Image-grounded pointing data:
++++++

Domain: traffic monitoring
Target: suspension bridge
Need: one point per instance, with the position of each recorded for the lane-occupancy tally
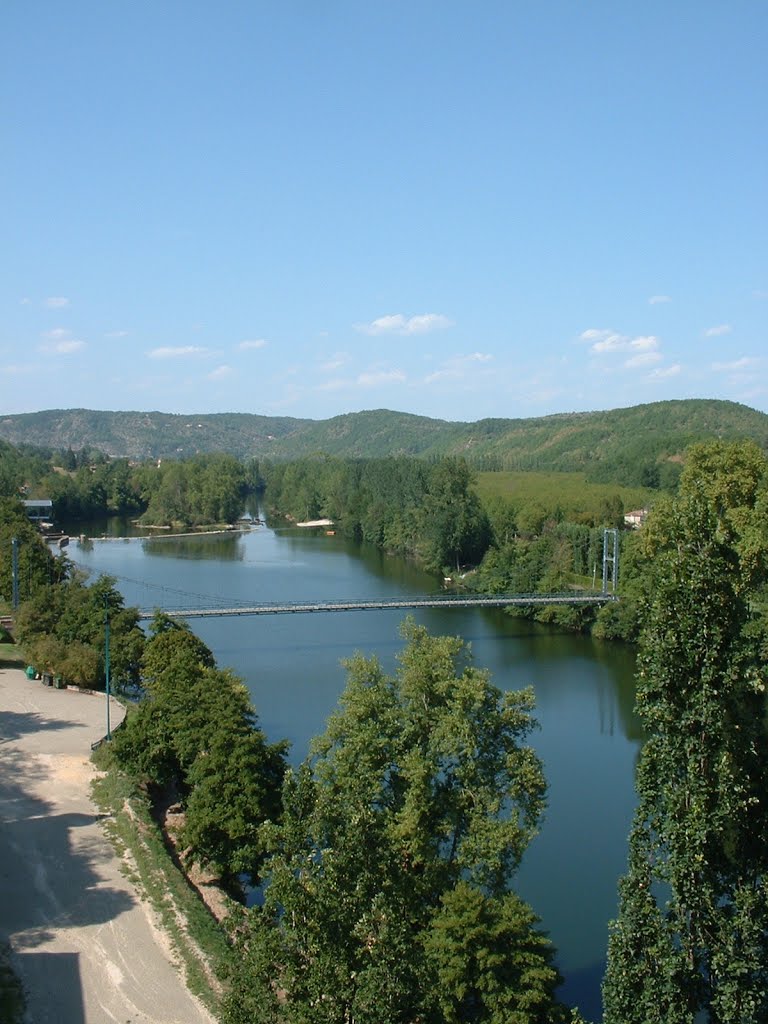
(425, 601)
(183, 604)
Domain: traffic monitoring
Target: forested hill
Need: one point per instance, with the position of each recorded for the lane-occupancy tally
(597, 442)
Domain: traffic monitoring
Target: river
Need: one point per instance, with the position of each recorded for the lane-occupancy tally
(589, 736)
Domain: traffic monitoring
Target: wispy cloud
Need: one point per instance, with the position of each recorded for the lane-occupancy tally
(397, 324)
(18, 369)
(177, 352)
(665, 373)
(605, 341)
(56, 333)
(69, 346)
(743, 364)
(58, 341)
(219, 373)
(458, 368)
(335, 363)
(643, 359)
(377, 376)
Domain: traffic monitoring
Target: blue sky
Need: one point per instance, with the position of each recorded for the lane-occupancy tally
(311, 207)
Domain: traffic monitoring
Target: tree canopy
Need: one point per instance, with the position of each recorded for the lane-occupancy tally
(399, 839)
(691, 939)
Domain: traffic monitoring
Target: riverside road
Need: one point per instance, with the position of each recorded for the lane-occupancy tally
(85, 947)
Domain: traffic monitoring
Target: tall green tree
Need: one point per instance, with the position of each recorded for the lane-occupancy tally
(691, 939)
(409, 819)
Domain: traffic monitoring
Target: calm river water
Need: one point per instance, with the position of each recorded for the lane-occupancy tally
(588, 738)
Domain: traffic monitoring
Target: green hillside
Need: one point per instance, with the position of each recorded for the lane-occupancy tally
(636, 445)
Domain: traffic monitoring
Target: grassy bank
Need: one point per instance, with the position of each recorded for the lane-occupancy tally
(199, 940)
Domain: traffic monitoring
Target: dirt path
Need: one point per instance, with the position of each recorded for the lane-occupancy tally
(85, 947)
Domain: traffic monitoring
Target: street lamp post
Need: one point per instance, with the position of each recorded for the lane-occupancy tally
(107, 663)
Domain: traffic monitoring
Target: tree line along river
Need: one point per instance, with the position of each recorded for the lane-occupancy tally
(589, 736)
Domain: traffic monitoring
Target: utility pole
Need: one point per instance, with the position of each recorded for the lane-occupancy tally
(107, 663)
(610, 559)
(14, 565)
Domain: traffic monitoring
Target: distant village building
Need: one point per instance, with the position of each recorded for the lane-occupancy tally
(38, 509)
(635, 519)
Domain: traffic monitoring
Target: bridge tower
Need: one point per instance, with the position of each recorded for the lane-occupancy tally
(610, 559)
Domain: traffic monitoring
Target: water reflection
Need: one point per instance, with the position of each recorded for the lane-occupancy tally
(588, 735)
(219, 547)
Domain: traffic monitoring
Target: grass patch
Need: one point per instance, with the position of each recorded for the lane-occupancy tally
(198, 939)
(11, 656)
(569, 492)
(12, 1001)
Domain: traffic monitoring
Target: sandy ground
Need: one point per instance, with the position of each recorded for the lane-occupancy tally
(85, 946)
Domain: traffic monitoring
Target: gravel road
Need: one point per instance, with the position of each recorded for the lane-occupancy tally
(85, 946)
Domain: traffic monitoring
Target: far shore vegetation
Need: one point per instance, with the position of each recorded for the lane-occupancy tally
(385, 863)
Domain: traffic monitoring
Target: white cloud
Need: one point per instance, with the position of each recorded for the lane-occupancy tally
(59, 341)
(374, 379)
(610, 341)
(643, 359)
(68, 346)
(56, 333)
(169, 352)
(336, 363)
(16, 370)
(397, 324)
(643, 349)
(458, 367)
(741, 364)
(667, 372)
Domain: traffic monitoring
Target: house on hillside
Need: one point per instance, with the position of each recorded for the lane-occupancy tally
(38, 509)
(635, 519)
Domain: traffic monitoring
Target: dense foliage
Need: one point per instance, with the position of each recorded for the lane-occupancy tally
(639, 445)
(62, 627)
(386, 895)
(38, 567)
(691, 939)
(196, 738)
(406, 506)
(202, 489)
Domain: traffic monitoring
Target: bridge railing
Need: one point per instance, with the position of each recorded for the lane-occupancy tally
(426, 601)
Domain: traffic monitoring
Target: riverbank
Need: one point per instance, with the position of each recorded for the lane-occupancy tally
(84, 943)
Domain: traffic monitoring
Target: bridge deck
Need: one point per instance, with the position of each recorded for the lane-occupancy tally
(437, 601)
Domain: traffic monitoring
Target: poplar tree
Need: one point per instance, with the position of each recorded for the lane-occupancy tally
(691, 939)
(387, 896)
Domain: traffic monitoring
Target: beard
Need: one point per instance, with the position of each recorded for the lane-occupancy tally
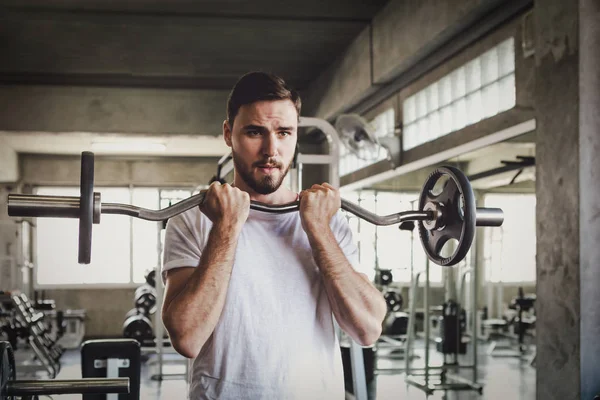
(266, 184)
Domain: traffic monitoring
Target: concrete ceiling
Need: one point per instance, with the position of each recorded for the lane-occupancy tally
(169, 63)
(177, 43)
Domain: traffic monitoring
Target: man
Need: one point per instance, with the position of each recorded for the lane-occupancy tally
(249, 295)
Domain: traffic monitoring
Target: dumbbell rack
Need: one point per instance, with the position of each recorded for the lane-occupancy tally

++++++

What to produce: Begin at the first line of the data above and repeat each line exactly, stopping after the line containing "Target: tree canopy". Omit the pictures.

Answer section:
Domain: traffic monitoring
Target: suspension bridge
Need: one point per instance, with the position of each recorded for the lane-occupancy tally
(425, 601)
(183, 604)
Domain: traffic monitoring
Target: forested hill
Need: one point per instance, with the position of each recorded for the lane-occupancy tally
(597, 442)
Domain: traffic monitoring
Target: river
Need: one point per instance, with the position of each recorded for the lane-occupancy tally
(589, 736)
Domain: traffic monitoring
Target: wispy cloud
Need: one point per instance, with the position of each recorded for the lane-occupancy tally
(397, 324)
(18, 369)
(177, 352)
(665, 373)
(605, 341)
(56, 333)
(69, 346)
(743, 364)
(58, 341)
(219, 373)
(458, 368)
(335, 363)
(643, 359)
(377, 376)
Domain: traffic monitoring
Target: blue sky
Need: one point per instance, with the position of each recorded for the lane-occupancy tally
(311, 207)
Domain: traffic monitoring
Target: tree canopy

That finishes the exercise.